[TO DO] Go through each line of the records below and count those with the word "garden". Give only the count.

[INPUT FOR THIS TASK]
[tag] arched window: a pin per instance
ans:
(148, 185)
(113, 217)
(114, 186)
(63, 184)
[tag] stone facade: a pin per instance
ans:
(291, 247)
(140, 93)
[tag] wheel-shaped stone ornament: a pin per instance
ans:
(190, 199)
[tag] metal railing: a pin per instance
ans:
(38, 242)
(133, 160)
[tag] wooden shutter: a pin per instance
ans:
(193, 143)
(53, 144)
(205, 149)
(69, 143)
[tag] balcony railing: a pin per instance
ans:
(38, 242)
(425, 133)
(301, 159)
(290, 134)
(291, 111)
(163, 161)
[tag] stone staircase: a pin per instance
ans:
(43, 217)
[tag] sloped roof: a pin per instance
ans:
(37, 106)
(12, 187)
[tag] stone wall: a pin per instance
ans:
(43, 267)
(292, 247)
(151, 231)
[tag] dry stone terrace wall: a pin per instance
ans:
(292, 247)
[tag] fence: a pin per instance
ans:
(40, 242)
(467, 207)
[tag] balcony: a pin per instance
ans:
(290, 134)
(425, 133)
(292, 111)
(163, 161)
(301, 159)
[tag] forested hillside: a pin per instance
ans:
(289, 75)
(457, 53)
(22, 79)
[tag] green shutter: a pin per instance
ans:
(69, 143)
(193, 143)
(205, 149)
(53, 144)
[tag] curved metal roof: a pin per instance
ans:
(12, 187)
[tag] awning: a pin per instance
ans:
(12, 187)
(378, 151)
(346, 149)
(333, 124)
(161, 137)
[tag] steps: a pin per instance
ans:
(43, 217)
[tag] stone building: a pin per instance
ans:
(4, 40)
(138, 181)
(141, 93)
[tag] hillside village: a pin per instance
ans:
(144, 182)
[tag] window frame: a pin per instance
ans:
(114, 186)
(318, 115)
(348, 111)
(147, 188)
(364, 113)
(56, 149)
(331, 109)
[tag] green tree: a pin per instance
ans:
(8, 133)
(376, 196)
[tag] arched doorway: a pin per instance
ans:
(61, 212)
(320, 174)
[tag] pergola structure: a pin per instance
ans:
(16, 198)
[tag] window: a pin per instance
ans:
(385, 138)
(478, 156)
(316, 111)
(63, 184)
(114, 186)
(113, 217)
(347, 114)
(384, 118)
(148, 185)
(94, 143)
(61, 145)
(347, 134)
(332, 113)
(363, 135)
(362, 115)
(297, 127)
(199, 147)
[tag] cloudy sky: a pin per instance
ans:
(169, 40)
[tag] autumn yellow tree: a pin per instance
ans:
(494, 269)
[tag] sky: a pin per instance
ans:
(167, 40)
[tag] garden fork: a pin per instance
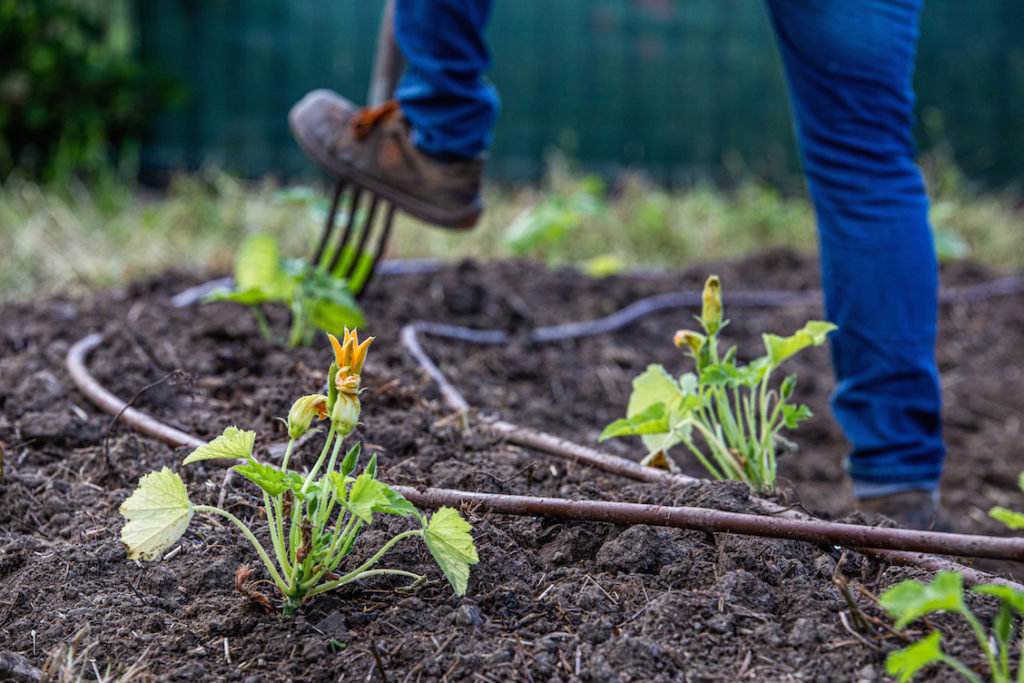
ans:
(349, 258)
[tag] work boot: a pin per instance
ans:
(373, 147)
(909, 509)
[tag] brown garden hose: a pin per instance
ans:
(888, 544)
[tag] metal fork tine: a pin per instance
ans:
(379, 251)
(329, 224)
(368, 227)
(353, 209)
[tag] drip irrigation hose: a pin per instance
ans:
(863, 539)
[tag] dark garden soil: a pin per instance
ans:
(549, 601)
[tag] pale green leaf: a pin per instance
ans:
(654, 420)
(1014, 520)
(908, 660)
(653, 385)
(257, 265)
(269, 478)
(1011, 596)
(780, 348)
(233, 442)
(366, 495)
(158, 514)
(449, 541)
(910, 599)
(396, 504)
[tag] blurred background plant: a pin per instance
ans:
(74, 99)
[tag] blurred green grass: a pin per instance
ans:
(75, 239)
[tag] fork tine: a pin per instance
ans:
(378, 252)
(353, 209)
(329, 224)
(368, 226)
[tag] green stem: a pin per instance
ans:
(354, 573)
(960, 668)
(320, 461)
(288, 456)
(704, 460)
(276, 539)
(261, 322)
(732, 470)
(979, 633)
(252, 539)
(1020, 659)
(298, 322)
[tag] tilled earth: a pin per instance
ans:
(549, 600)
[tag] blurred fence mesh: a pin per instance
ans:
(681, 88)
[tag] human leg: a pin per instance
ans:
(424, 155)
(442, 93)
(849, 66)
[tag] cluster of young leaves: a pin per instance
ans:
(726, 413)
(313, 519)
(909, 600)
(316, 299)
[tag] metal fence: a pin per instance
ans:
(681, 88)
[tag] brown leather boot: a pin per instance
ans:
(910, 509)
(372, 147)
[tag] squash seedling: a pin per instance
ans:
(909, 600)
(313, 519)
(726, 414)
(315, 298)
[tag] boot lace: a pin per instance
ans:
(367, 119)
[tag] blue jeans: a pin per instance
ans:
(849, 66)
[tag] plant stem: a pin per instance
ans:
(288, 456)
(276, 539)
(320, 461)
(960, 668)
(252, 539)
(261, 322)
(354, 573)
(979, 633)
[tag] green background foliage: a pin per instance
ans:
(72, 94)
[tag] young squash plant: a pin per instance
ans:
(313, 519)
(316, 299)
(909, 600)
(727, 414)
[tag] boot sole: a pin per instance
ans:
(462, 219)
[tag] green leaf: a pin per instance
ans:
(908, 660)
(719, 375)
(780, 348)
(233, 442)
(257, 266)
(449, 541)
(366, 496)
(396, 504)
(1008, 595)
(910, 599)
(654, 420)
(334, 306)
(794, 415)
(350, 460)
(788, 384)
(250, 296)
(158, 514)
(1012, 519)
(269, 478)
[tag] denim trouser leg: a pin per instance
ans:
(849, 66)
(442, 92)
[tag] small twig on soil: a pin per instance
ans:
(377, 659)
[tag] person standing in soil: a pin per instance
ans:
(849, 66)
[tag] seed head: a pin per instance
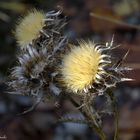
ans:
(82, 66)
(28, 28)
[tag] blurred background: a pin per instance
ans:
(118, 17)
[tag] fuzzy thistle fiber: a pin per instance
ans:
(80, 66)
(28, 28)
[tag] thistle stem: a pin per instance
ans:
(89, 116)
(116, 114)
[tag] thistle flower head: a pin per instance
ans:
(90, 68)
(29, 27)
(81, 66)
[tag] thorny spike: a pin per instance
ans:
(127, 79)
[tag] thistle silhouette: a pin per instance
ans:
(48, 67)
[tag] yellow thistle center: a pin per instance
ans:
(80, 66)
(29, 27)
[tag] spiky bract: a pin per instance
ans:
(27, 75)
(82, 66)
(29, 27)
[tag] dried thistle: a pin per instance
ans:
(47, 66)
(29, 27)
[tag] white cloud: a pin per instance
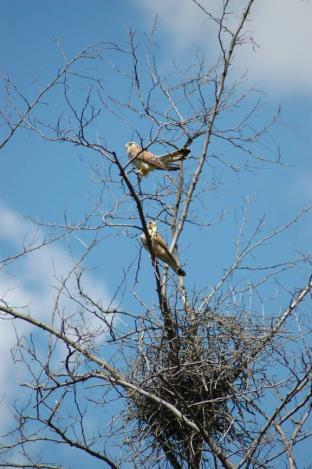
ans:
(282, 28)
(29, 284)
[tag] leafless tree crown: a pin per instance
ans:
(182, 377)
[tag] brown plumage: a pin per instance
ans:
(145, 161)
(160, 248)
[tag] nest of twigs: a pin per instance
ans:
(202, 373)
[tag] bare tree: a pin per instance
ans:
(185, 378)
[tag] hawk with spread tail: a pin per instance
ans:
(160, 248)
(145, 161)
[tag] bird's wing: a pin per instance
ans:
(152, 160)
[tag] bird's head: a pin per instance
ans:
(152, 227)
(131, 146)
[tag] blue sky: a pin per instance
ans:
(43, 179)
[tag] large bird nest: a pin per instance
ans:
(203, 373)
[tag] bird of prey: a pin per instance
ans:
(145, 161)
(160, 248)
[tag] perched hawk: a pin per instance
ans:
(145, 161)
(160, 248)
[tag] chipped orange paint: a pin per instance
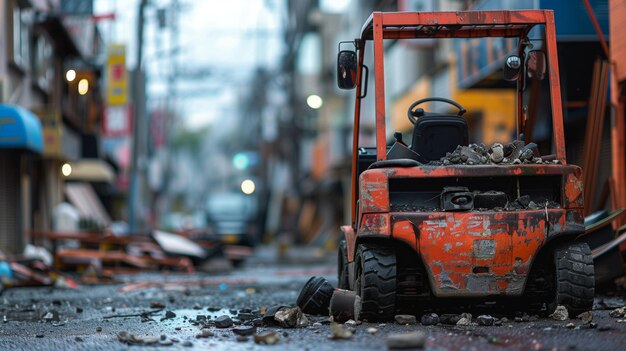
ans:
(350, 237)
(403, 230)
(373, 193)
(455, 246)
(573, 190)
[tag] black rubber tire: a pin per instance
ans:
(376, 282)
(315, 296)
(343, 278)
(575, 281)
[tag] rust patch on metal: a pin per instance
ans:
(573, 191)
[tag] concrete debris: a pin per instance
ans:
(560, 313)
(515, 152)
(267, 338)
(291, 318)
(350, 323)
(130, 339)
(430, 319)
(168, 315)
(485, 320)
(338, 331)
(51, 316)
(223, 322)
(205, 333)
(466, 319)
(157, 304)
(405, 319)
(244, 330)
(414, 340)
(586, 317)
(270, 312)
(618, 312)
(450, 319)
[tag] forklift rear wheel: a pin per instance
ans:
(343, 278)
(376, 281)
(575, 281)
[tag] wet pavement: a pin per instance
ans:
(169, 311)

[REPLY TO THE EXERCISE] 3